═══ Provided data

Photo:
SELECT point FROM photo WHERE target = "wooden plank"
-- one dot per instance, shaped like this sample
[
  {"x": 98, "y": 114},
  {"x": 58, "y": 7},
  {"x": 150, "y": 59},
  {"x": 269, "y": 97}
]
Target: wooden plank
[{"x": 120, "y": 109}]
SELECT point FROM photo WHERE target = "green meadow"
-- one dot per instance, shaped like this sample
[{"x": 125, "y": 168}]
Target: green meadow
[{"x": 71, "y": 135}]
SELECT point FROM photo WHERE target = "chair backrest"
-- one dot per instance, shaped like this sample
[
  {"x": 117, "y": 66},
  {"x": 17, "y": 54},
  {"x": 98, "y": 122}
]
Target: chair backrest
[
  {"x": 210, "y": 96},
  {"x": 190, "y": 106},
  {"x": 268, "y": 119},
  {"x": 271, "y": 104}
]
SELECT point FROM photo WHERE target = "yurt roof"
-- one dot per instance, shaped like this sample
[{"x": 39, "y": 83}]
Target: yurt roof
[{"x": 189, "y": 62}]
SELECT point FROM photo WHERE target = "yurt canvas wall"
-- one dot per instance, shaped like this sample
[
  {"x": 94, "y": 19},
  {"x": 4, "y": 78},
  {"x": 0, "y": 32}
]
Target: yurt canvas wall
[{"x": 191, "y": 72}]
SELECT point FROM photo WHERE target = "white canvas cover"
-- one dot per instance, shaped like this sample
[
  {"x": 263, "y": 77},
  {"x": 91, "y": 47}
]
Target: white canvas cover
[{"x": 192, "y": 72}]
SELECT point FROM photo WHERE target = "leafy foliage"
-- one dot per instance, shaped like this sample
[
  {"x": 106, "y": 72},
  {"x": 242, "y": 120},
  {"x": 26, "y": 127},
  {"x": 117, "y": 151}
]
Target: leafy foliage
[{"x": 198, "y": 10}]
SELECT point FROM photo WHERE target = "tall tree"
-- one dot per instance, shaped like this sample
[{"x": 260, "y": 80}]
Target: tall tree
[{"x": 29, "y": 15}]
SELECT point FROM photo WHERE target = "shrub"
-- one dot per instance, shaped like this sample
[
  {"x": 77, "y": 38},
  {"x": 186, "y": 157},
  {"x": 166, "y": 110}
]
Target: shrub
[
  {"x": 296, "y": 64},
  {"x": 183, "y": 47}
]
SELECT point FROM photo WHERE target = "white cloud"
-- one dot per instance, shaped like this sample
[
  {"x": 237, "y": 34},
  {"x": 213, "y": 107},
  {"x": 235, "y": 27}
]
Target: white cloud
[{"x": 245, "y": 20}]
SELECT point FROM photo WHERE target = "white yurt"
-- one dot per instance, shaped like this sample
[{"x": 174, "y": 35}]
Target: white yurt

══════

**Description of the task**
Return every line of the items above that contains the word "roof", treating uppercase and lowercase letters as different.

**Problem solution**
SELECT point FROM photo WHERE target = "yurt roof"
Target: yurt roof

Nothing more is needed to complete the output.